(Exercise task 1) List every piece of software, programming language, or model named in the microsimulation passage.

──────── Passage to read ────────

The challenge for policy microsimulation is computational cost. PolicyEngine calculates results for millions of households. Running that calculation 10,000 times would multiply computing requirements by four orders of magnitude. Some policies that currently take seconds would take hours.

Bayesian Methods

Bayesian inference treats parameters as probability distributions rather than fixed values. Instead of assuming the labor supply elasticity is 0.3, you might specify a prior distribution (perhaps normal with mean 0.3 and standard deviation 0.1) and update it with data.

Fred Forecaster, a time series prediction tool I've built, uses Bayesian structural time series models from PyMC. The output includes credible intervals—ranges within which the true value falls with specified probability.

Applying this to microsimulation would require rethinking the entire architecture. Current models treat parameters as constants embedded in code. A Bayesian approach would require probabilistic programming frameworks and substantial redesign.

Squiggle and Fermi Estimation

Squiggle, developed by the Quantified Uncertainty Research Institute, is a language for probabilistic estimation .^[3] Instead of writing cost = revenue - expenses, you write distributions: cost = normal(100, 10) - lognormal(50, 1.5). The output is a probability distribution that propagates uncertainty through calculations.

I've used Squigglepy, a Python implementation, in Democrasim—a model of voter behavior and election outcomes. Rather than predicting "Candidate A wins with 52%," it produces distributions: "Candidate A wins 60% of simulations, with vote shares ranging from 48% to 56%."

────────

(Exercise task 2) Arrange the lines of the entries as a JSON list of strings, one string per line, skipping blank lines and leaving out the pictures. Cover only the lines from the start of the entries through the line holding "left=176, top=137, right=265, bottom=250", inclusive.

──────── Source records ────────

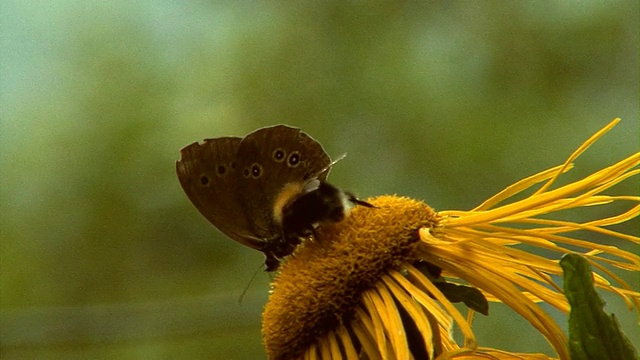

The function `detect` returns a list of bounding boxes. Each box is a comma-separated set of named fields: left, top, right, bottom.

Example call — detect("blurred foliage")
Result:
left=0, top=0, right=640, bottom=359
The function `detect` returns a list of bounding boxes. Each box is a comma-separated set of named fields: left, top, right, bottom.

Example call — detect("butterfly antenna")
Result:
left=316, top=153, right=347, bottom=177
left=238, top=264, right=263, bottom=304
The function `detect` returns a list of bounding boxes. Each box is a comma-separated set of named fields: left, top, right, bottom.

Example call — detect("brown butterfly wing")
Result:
left=236, top=125, right=331, bottom=240
left=176, top=137, right=265, bottom=250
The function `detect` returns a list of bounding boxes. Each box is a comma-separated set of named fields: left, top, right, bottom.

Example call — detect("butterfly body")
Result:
left=176, top=125, right=370, bottom=271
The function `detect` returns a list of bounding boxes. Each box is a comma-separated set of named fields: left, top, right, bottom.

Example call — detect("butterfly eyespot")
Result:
left=287, top=151, right=300, bottom=167
left=200, top=175, right=209, bottom=186
left=273, top=149, right=286, bottom=162
left=251, top=164, right=262, bottom=179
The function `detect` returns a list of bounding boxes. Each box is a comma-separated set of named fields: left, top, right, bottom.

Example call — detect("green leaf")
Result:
left=560, top=254, right=638, bottom=360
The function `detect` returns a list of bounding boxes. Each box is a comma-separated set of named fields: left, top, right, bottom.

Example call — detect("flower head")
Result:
left=263, top=119, right=640, bottom=359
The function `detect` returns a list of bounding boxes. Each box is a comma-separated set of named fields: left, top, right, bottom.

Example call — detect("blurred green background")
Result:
left=0, top=0, right=640, bottom=359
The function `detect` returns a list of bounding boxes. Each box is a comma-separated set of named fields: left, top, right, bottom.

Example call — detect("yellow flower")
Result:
left=263, top=119, right=640, bottom=359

────────

(Exercise response 1) PolicyEngine, Fred Forecaster, PyMC, Squiggle, Python, Squigglepy, Democrasim

(Exercise response 2)
[
  "The function `detect` returns a list of bounding boxes. Each box is a comma-separated set of named fields: left, top, right, bottom.",
  "Example call — detect(\"blurred foliage\")",
  "Result:",
  "left=0, top=0, right=640, bottom=359",
  "The function `detect` returns a list of bounding boxes. Each box is a comma-separated set of named fields: left, top, right, bottom.",
  "Example call — detect(\"butterfly antenna\")",
  "Result:",
  "left=316, top=153, right=347, bottom=177",
  "left=238, top=264, right=263, bottom=304",
  "The function `detect` returns a list of bounding boxes. Each box is a comma-separated set of named fields: left, top, right, bottom.",
  "Example call — detect(\"brown butterfly wing\")",
  "Result:",
  "left=236, top=125, right=331, bottom=240",
  "left=176, top=137, right=265, bottom=250"
]